§ Texte extrait
▬▬▬▬▬▬▬▬▬▬

Actualité de l'Andeva, l'association nationale de défense des victimes de l'amiante et autres maladies professionnelles
C’est en 2016 que le personnel de l'établissement « Fibre excellence » de Saint Gaudens, aidés de leurs représentants syndicaux et de l’Addeva 65 (Tarbes), ont entamé la procédure de classement de leur usine en « site amianté ».
Après deux ans de lutte et de réunions avec la direction, l’inspection et la médecine du travail, et d’expertise des locaux et des postes de travail, l’usine est reconnue dans sa totalité par un décret du 19 avril 2019. Elle figure alors sur la liste des établissements ouvrant droit à l’Acaata pour la période allant de 1958 à 1998.
Rien de plus justifié car l’amiante était partout à « Fibre excellence » : calorifugeages, joints d’étanchéité, toiture, etc. Suite au classement de l’usine, des travaux de désamiantage sont d’ailleurs effectués et la direction propose au personnel partant en retraite une somme forfaitaire de 6500 euros au titre du préjudice d’anxiété.
Mais les ouvriers décident de poursuivre le combat pour obtenir l’élargissement de la période de prise en compte jusqu’en 2022. Il leur parait en effet incompréhensible que les personnes ayant travaillé dans les mêmes conditions d’expositions entre 1998 et 2022 ne soient pas prises en considération.

▬▬▬▬▬▬▬▬▬▬

§ Données
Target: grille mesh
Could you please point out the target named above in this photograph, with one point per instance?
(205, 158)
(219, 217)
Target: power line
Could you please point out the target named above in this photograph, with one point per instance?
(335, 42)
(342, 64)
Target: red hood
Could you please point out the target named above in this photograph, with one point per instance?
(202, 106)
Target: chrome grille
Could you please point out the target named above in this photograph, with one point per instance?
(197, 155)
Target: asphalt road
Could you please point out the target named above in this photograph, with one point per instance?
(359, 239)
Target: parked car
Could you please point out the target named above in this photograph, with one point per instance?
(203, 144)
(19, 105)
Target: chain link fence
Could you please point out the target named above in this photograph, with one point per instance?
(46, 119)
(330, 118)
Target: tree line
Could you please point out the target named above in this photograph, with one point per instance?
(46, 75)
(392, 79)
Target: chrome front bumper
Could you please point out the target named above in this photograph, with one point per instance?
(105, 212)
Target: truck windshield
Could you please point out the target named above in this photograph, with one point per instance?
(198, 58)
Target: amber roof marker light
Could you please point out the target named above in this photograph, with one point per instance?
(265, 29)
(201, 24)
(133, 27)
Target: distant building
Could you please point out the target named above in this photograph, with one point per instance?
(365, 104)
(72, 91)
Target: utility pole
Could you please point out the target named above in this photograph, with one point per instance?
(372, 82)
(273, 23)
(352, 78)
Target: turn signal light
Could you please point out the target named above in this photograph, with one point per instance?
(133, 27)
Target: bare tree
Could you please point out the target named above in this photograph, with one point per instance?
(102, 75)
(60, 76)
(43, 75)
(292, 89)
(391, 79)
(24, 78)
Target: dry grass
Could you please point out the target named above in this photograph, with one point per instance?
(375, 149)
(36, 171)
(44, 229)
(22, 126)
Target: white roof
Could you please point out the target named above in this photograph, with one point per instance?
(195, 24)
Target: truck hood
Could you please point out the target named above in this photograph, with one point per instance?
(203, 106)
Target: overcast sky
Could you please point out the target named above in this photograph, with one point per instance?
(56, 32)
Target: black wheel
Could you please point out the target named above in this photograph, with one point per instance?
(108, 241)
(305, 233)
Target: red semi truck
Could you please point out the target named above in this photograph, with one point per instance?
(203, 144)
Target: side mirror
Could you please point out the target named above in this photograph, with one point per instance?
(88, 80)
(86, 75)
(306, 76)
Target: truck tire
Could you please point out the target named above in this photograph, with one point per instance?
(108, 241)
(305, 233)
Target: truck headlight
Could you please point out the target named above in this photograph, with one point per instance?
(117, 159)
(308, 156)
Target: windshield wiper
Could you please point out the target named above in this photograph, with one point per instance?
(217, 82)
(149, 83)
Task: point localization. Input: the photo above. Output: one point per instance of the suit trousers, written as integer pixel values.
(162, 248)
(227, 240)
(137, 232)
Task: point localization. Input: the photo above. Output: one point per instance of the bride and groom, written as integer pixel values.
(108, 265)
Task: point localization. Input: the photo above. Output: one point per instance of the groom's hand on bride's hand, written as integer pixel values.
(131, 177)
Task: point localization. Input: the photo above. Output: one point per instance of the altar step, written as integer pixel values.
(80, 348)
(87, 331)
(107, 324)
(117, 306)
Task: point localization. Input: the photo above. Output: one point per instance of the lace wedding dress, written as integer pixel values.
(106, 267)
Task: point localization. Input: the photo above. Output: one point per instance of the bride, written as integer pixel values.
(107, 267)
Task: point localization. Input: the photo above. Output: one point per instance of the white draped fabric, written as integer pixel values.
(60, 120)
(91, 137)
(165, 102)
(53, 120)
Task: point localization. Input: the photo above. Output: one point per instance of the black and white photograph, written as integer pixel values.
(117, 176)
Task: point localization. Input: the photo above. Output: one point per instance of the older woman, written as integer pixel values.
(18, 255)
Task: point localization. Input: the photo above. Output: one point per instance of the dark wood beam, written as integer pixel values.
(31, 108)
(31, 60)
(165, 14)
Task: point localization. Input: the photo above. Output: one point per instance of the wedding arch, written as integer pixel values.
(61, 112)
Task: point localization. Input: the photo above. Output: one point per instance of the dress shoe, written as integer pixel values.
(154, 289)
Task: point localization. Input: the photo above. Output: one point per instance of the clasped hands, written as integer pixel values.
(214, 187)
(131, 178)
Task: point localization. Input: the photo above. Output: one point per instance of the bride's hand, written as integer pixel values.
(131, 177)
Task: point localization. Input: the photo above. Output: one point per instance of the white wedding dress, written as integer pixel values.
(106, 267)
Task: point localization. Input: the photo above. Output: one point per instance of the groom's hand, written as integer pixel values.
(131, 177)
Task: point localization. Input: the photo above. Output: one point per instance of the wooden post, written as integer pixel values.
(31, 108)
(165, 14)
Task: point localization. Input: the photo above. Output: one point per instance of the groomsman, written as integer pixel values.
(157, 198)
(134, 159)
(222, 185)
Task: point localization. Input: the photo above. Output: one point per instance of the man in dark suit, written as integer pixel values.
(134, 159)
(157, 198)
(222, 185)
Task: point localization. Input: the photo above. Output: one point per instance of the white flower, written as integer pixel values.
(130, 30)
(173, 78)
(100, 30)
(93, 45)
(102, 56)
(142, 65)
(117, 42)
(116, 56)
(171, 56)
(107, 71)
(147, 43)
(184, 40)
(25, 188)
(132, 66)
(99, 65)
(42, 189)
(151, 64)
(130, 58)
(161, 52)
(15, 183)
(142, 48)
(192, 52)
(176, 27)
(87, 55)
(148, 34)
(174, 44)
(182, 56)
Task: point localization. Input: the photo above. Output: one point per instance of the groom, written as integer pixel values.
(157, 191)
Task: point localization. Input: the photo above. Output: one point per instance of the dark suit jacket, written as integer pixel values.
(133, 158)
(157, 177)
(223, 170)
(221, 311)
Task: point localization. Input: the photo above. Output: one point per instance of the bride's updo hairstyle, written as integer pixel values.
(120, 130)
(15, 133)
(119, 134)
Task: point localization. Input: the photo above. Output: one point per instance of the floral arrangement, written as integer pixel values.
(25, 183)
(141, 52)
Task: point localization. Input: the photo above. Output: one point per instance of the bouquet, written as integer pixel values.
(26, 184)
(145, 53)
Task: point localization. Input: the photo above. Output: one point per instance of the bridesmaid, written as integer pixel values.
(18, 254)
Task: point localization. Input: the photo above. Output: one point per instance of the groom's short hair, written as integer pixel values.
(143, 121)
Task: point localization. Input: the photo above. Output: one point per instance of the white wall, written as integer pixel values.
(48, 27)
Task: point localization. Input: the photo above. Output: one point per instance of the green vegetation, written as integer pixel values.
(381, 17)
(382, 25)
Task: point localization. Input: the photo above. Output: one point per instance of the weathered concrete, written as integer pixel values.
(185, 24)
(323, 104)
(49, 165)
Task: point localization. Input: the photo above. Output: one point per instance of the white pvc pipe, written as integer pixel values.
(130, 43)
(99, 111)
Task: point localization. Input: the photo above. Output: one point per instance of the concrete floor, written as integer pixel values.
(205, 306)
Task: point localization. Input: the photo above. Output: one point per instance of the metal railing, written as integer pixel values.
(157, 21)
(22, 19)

▬▬▬▬▬▬▬▬▬▬

§ Consignes détaillées
Condensez le paragraphe de l'article sur l'usine Fibre excellence qui commence par « Après deux ans de lutte », sans perdre ses faits principaux. Il n'est pas nécessaire de consulter les entrées.

§ Travail achevé
Après deux ans de lutte, de réunions avec la direction, l'inspection et la médecine du travail, et d'expertise des locaux, un décret du 19 avril 2019 reconnaît l'usine dans sa totalité. Il l'inscrit sur la liste des établissements ouvrant droit à l'Acaata pour la période 1958-1998.